Brano di lettura —

(La prova, al momento della recensione, è al 3⁰ posto delle serie più viste su Netflix).
Era il 28 febbraio 1986, una serata di cinema a Stoccolma. Olof Palme, Ministro di Stato in carica, rientrava a casa quando un ignoto gli sparò con una .357 Magnum, uccidendolo in pieno centro.
Il mistero, a quasi 39 anni di distanza, non è ancora stato risolto, nonostante quella sull’assassinio del leader socialdemocratico, tutt’ora in corso, sia la più lunga e costosa indagine portata avanti nella storia della Svezia.
La prova, di contro, è la storia della seconda più lunga e costosa indagine portata avanti nella storia della Svezia, un duplice omicidio che il 19 ottobre 2004 sconvolse la cittadina di Linköping, il quale, 16 anni dopo, verrà risolto grazie a un innovativo approccio investigativo basato sulla genealogia.

Voci estratte —
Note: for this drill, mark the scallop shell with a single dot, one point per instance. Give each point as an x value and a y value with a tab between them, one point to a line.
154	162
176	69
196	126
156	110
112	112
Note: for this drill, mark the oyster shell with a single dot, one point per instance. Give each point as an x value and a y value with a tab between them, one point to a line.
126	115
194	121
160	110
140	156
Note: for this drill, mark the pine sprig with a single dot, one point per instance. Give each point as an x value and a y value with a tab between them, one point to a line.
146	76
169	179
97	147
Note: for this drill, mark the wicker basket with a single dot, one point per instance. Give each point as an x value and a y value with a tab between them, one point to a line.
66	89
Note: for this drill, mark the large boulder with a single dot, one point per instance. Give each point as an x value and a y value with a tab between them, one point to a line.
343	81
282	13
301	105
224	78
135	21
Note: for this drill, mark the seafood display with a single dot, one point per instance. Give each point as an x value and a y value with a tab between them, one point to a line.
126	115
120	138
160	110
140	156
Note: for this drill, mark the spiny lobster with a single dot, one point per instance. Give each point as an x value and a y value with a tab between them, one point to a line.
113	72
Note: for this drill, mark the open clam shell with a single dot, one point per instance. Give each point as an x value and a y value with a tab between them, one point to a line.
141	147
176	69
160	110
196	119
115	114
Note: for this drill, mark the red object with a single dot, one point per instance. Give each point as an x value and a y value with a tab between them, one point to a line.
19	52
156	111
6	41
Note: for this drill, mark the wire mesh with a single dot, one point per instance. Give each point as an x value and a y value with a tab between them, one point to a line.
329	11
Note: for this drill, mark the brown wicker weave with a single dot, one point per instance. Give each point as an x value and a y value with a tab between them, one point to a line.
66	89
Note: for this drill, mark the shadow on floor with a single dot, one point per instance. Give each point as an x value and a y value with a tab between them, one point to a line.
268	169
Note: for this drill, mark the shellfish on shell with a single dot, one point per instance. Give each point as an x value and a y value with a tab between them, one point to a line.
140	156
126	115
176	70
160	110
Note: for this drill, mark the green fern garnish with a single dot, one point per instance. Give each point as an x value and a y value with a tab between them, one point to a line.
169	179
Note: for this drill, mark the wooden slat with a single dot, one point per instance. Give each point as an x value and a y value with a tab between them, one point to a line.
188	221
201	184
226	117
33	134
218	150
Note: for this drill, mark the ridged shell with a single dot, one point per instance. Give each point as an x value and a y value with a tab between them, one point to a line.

Compito da svolgere — Cita alla lettera il testo sulla serie La prova, a partire da "La prova, di" e fino a "basato sulla genealogia.". Le voci provengono da un'altra fonte.

Risultato del compito —
La prova, di contro, è la storia della seconda più lunga e costosa indagine portata avanti nella storia della Svezia, un duplice omicidio che il 19 ottobre 2004 sconvolse la cittadina di Linköping, il quale, 16 anni dopo, verrà risolto grazie a un innovativo approccio investigativo basato sulla genealogia.